» **Supplied passage**
It was a shame to see the U-turn on exam grading being weaponised almost as soon as the announcement was made. Political point-scoring aside, people are complaining that there are unfairnesses in using Centre Assessed grades (CAGs) with statistics being rolled out already showing who has missed out more or less compared with the formerly evil algorithm.
The truth is that both the algorithm and the CAG awards have considerable weaknesses – not surprising when young people didn’t actually sit any exams this year. Many people have forgotten that actual exams also produce random results, but at least there’s an exam script to support the grade awarded.
It would be good if people stopped analysing the imperfections in this imperfect assessment year and concentrated instead on mitigating the continuing disruption and uncertainty for young people’s progression.

» **Input data**

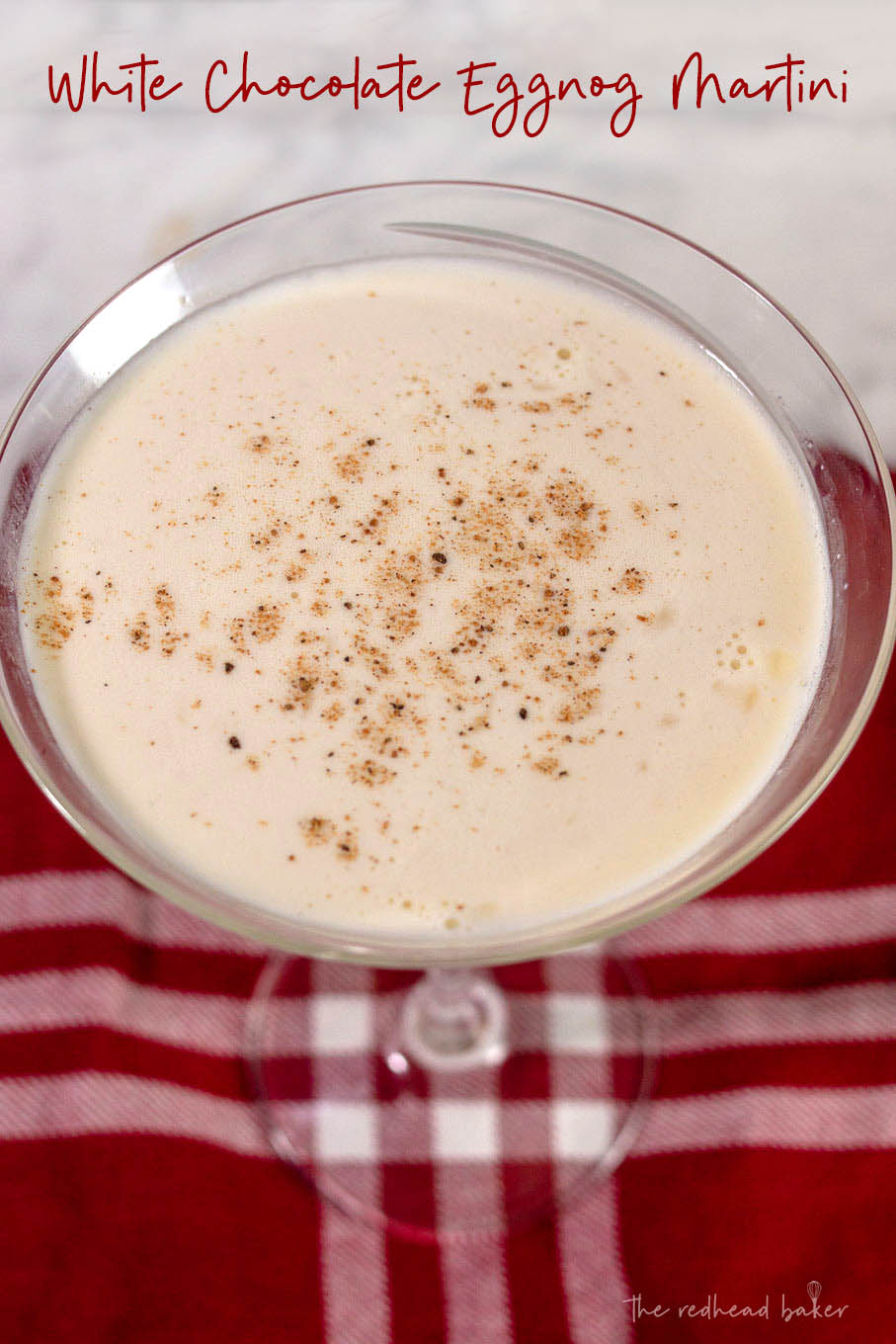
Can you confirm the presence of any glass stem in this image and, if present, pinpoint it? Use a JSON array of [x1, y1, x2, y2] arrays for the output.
[[402, 967, 507, 1070]]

» **Task 1**
Name every method of assessing or awarding grades that the exam grading commentary mentions.
» **Task 2**
According to the exam grading commentary, what do actual exams provide to support the grade awarded?
» **Task 3**
Resume the exam grading commentary from its last sentence, keeping its plain, opinionated tone.
The listing above has no connection to the exam grading commentary.

» **Exercise result 1**
- The algorithm
- Centre Assessed grades (CAGs)
- Actual exams

» **Exercise result 2**
An exam script.

» **Exercise result 3**
Gavin Williamson seems to think that this is a simple matter but it presents a formidable challenge for the university sector. In a “normal” year, the process of enrolling a cohort of undergraduates is an extraordinarily complex undertaking with universities simultaneously serving students’ best interests, their own recruitment and financial targets, the vagaries of exam outcomes and the constant balancing of quality and quantity. And all under the watchful eye of the regulator, ready to hold them to account if the diversity or the outcomes of their student intake fail to meet benchmarks.
The part that exam grades play in this balancing act is considerable. Exam grades do, after all, provide the underlying rationale for believing that a student will succeed on that course at that university. So when the link between exam grades and students’ potential to succeed is weakened there is a problem.
This difficult position for universities is now exacerbated because, having done their best to run an efficient confirmation and clearing peak after the first set of dodgy results, they now have to run, in effect, another confirmation and clearing process based on a second set of results five days later. Vice-chancellors and admissions professionals will be pulling out what remains of their hair.
Many students will have already been accepted to their first choice of university. It’s the ones who were rejected by their first choice and elected to accept either their second (insurance) choice or go into clearing who present the problem – as of Tuesday, about 57,000 students.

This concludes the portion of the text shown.